_WHAT TO DO_
a: Rewrite the paragraph beginning "Understanding the dynamics of a system" from the text on learning state transition rules as a short bulleted list, keeping its main facts.
b: Please answer these questions about the text on learning state transition rules, one line each:
(i) Which model is the proposed method based on?
(ii) What does GB-RBM handle?
(iii) Which datasets were used in the experiments?

_PAGE TEXT_
········

Understanding the dynamics of a system is important in many scientific and engineering domains. This problem can be approached by learning state transition rules from observations using machine learning techniques. Such observed time-series data often consist of sequences of many continuous variables with noise and ambiguity, but we often need rules of dynamics that can be modeled with a few essential variables. In this work, we propose a method for extracting a small number of essential hidden variables from high-dimensional time-series data and for learning state transition rules between these hidden variables. The proposed method is based on the Restricted Boltzmann Machine (RBM), which treats observable data in the visible layer and latent features in the hidden layer. However, real-world data, such as video and audio, include both discrete and continuous variables, and these variables have temporal relationships. Therefore, we propose Recurrent Temporal GaussianBernoulli Restricted Boltzmann Machine (RTGB-RBM), which combines Gaussian-Bernoulli Restricted Boltzmann Machine (GB-RBM) to handle continuous visible variables, and Recurrent Temporal Restricted Boltzmann Machine (RT-RBM) to capture time dependence between discrete hidden variables. We also propose a rule-based method that extracts essential information as hidden variables and represents state transition rules in interpretable form. We conduct experiments on Bouncing Ball and Moving MNIST datasets to evaluate our proposed method. Experimental results show that our method can learn the dynamics of those physical systems as state transition rules between hidden variables and can predict unobserved future states from observed state transitions.

········

_DATA_

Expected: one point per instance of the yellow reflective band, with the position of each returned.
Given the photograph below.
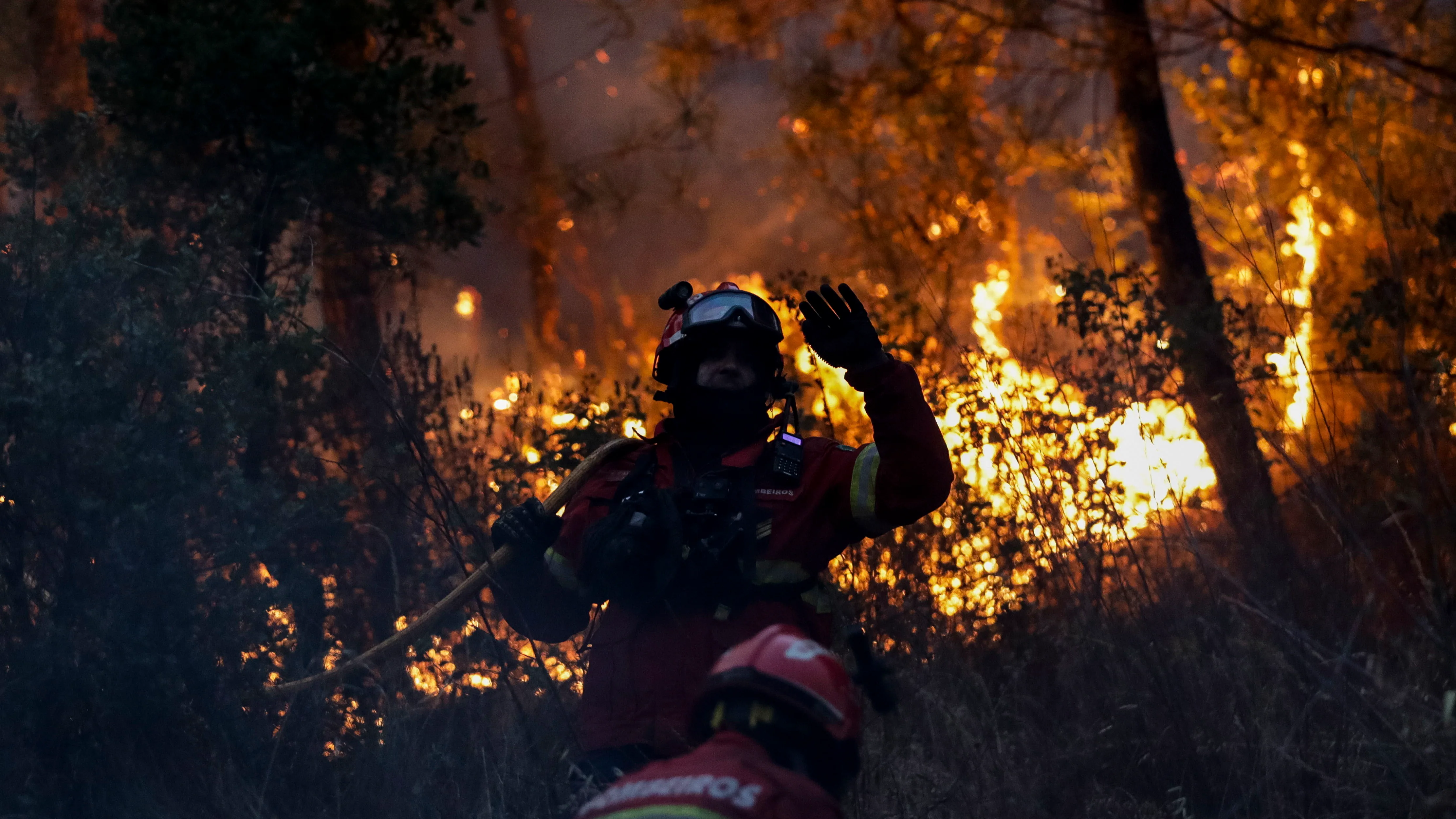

········

_ANSWERS TO THE PROBLEMS_
a:
- Understanding system dynamics matters in many scientific and engineering fields, and state transition rules can be learned from observations with machine learning.
- Observed time series often have many noisy, ambiguous continuous variables, but useful rules of dynamics need only a few essential variables.
- The proposed method extracts a small number of essential hidden variables from high-dimensional time-series data and learns state transition rules between them.
- It builds on the Restricted Boltzmann Machine (RBM), which treats observable data in a visible layer and latent features in a hidden layer.
- Because real-world data such as video and audio mix discrete and continuous variables with temporal relationships, the authors propose RTGB-RBM. This model combines GB-RBM, which handles continuous visible variables, with RT-RBM, which captures time dependence between discrete hidden variables.
- A rule-based method extracts essential information as hidden variables and expresses state transition rules in interpretable form.
- Experiments on the Bouncing Ball and Moving MNIST datasets show that the method learns the dynamics of these physical systems as state transition rules between hidden variables and predicts unobserved future states.

b:
(i) The Restricted Boltzmann Machine (RBM).
(ii) Continuous visible variables.
(iii) Bouncing Ball and Moving MNIST.